From the line containing "Roadside-survey request: point out the spoon" through the last line of the entries below, repeat each line word for word and leave out the rest.

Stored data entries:
- - - -

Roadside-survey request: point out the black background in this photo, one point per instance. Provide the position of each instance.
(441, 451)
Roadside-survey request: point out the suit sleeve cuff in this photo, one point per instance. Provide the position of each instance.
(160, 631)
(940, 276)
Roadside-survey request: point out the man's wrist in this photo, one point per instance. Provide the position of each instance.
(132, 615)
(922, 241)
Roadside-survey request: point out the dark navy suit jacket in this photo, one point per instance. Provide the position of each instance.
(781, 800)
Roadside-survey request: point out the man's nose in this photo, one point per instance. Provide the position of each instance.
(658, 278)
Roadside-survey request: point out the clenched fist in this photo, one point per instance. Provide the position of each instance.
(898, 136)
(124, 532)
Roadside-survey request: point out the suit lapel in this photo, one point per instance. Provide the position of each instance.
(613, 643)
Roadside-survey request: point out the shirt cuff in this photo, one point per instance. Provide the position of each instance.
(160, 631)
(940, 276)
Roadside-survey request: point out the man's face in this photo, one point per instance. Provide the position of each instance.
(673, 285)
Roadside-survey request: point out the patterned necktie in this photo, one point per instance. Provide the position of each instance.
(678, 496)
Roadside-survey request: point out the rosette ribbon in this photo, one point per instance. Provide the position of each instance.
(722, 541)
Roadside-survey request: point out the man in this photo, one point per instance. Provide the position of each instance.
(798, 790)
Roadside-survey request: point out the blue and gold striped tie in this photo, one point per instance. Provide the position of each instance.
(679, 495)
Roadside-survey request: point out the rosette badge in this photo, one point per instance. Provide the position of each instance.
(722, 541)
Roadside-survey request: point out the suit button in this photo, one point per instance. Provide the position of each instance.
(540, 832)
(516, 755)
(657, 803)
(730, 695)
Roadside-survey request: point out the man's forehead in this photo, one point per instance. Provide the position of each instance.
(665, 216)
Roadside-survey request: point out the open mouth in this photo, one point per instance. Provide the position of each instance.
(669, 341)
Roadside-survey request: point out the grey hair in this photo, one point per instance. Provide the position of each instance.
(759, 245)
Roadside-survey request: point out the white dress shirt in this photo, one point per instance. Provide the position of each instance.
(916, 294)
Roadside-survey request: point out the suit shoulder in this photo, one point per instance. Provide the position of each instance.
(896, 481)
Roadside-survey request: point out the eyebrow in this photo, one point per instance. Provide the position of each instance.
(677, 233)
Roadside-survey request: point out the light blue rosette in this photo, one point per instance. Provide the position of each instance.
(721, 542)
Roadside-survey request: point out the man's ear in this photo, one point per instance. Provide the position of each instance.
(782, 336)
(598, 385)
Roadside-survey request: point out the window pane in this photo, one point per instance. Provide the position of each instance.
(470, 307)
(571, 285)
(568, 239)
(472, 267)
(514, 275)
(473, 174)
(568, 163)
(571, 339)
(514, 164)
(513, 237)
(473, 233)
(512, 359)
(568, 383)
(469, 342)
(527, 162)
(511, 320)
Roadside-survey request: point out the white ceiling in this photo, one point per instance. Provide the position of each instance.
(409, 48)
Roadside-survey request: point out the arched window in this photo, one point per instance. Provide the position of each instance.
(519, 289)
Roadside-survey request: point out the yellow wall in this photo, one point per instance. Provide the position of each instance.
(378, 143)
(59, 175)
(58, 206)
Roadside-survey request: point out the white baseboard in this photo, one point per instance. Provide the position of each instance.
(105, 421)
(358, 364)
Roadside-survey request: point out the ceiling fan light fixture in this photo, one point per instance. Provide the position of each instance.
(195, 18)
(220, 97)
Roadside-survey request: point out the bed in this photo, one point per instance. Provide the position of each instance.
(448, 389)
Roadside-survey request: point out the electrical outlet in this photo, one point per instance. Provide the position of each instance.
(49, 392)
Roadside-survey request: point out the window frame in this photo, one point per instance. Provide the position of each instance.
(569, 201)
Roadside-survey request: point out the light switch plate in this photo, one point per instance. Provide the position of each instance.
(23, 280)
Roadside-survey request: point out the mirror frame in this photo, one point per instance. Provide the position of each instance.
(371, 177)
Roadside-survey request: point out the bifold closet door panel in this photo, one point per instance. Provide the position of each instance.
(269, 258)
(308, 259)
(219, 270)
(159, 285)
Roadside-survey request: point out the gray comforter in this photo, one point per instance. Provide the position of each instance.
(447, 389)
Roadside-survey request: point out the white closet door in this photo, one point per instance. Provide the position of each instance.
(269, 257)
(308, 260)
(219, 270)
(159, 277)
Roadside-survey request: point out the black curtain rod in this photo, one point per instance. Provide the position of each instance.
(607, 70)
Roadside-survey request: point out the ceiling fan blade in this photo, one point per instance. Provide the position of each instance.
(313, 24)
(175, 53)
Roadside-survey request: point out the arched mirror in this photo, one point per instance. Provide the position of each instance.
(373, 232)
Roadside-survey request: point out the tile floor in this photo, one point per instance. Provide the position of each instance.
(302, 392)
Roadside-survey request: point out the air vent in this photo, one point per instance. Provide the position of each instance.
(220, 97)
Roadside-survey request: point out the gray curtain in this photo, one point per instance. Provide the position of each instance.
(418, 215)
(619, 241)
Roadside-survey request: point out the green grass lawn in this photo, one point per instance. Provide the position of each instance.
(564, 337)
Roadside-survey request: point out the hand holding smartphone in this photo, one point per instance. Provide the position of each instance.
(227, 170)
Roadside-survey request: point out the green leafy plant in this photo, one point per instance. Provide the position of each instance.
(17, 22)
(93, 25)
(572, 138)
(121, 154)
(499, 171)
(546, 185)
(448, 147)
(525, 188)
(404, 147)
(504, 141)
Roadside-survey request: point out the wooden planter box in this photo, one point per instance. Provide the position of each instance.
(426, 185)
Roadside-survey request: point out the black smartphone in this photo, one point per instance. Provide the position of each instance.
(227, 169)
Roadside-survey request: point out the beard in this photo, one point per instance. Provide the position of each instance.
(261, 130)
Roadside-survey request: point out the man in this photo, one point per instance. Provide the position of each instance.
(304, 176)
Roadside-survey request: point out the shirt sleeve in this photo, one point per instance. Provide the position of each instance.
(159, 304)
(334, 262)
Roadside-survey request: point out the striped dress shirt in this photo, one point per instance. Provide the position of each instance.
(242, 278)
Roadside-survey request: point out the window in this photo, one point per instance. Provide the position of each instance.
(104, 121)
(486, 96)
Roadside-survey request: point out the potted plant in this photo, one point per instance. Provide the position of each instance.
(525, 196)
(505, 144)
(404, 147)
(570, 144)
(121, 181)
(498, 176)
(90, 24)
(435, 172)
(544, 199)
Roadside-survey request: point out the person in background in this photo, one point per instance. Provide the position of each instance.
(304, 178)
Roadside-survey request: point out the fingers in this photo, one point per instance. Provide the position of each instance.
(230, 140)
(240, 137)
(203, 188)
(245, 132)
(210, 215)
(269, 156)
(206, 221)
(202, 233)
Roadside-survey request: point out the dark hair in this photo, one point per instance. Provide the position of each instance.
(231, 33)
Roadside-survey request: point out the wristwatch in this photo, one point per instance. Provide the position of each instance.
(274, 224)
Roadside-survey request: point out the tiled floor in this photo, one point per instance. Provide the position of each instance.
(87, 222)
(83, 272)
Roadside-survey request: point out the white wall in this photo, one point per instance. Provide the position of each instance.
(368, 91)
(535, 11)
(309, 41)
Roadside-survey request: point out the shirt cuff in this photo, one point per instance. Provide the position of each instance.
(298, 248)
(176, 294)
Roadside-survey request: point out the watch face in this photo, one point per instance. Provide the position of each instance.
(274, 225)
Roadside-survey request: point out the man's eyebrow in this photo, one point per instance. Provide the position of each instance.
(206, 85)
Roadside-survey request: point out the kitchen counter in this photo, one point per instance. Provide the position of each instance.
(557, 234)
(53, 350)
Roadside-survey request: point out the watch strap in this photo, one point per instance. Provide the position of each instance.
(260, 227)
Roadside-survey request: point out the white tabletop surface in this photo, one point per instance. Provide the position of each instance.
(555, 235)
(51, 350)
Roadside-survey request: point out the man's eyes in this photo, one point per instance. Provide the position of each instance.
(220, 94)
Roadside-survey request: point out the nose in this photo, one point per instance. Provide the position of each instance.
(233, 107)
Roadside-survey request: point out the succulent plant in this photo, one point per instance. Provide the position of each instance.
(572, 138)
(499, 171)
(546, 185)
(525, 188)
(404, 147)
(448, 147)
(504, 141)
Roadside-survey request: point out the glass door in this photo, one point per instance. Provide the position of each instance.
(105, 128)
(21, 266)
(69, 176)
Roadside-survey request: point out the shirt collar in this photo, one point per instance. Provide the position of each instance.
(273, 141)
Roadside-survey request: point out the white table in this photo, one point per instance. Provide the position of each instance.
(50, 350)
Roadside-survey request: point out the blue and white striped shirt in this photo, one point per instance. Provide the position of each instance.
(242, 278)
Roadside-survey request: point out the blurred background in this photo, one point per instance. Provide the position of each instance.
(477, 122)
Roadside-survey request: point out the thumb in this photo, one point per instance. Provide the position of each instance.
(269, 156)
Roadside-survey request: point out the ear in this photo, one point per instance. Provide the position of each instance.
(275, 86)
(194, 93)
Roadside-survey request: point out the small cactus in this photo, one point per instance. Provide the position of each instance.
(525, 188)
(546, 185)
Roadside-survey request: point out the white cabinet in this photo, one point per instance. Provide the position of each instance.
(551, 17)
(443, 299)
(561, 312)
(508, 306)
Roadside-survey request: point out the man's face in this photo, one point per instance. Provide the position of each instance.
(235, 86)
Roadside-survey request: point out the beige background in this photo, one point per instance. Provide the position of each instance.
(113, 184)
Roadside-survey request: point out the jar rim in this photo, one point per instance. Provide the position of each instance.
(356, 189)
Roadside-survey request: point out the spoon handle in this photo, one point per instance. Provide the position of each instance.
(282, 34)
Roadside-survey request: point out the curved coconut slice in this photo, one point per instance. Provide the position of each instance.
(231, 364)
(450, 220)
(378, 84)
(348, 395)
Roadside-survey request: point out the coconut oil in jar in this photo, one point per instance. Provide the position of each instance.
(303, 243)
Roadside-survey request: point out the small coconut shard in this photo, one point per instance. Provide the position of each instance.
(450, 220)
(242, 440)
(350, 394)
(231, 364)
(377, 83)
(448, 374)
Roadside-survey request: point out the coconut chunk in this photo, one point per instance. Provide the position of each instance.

- - - -

Solved problem:
Roadside-survey request: point out the spoon handle in this photo, one point per instance. Provide the position of each instance.
(282, 34)
Roadside-survey request: point out the curved coconut slice in this photo, one point per instance. Provide the position of each instance.
(231, 364)
(450, 220)
(378, 84)
(348, 395)
Roadside-survey request: point out the coconut oil in jar in this photo, one point per instance. Provide the position of each instance.
(303, 243)
Roadside-survey request: point out the small coconut shard in this photo, one point per instance. Provide the position of each instance.
(450, 220)
(242, 440)
(350, 394)
(231, 364)
(377, 83)
(448, 374)
Roadside-survey request: point out the coconut chunk in this photo, one point per instance. Provide the position of each instance.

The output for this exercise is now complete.